• [Source document]
When I was offered the chance to write this blog, I was excited by the opportunity to share my thoughts with other people who have diabetes. I was excited for the personal growth this weekly writing exercise might inspire in me. And I was hopeful that I might be of some help, some benefit, to the people who would be reading each weekly column.
Well, it’s now been over five months since I started this endeavor. I’ve written faithfully each week, sometimes coming up with “inspired” ideas, sometimes searching every last corner to find something that might be moderately interesting to put out. I’ve been through some high times in my own life, and some low times. As a country, we’ve been through an election, a devastating storm in the Northeast, unfathomable tragedies in Connecticut, Colorado, and elsewhere, and a Super Bowl coached by two guys with the same last name.
Thinking about my topic for the week, I thought I might spend some time reflecting on the five months I’ve spent writing this blog, and share my impressions with readers. And so I sat down to reflect on this journey. I leaned back in my chair, coffee by my side, and starting “musing.” I was about five minutes into this when my phone “pinged” me and stopped my “quiet reflection period.”

• [What needs to be done]
Check each statement against the blog post and answer yes or no for each, quoting the exact words of the blog post that decide it. 1. The writer had kept up the blog for more than five months. 2. The writer published a new column once a month. 3. A phone interrupted the writer's reflection.

• [Available data]
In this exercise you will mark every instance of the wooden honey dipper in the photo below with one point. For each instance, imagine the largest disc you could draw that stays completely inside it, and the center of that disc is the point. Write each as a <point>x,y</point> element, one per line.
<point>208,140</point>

• [Reply to the task]
1. Yes: "it’s now been over five months since I started this endeavor."
2. No: "I’ve written faithfully each week."
3. Yes: "my phone “pinged” me and stopped my “quiet reflection period.”"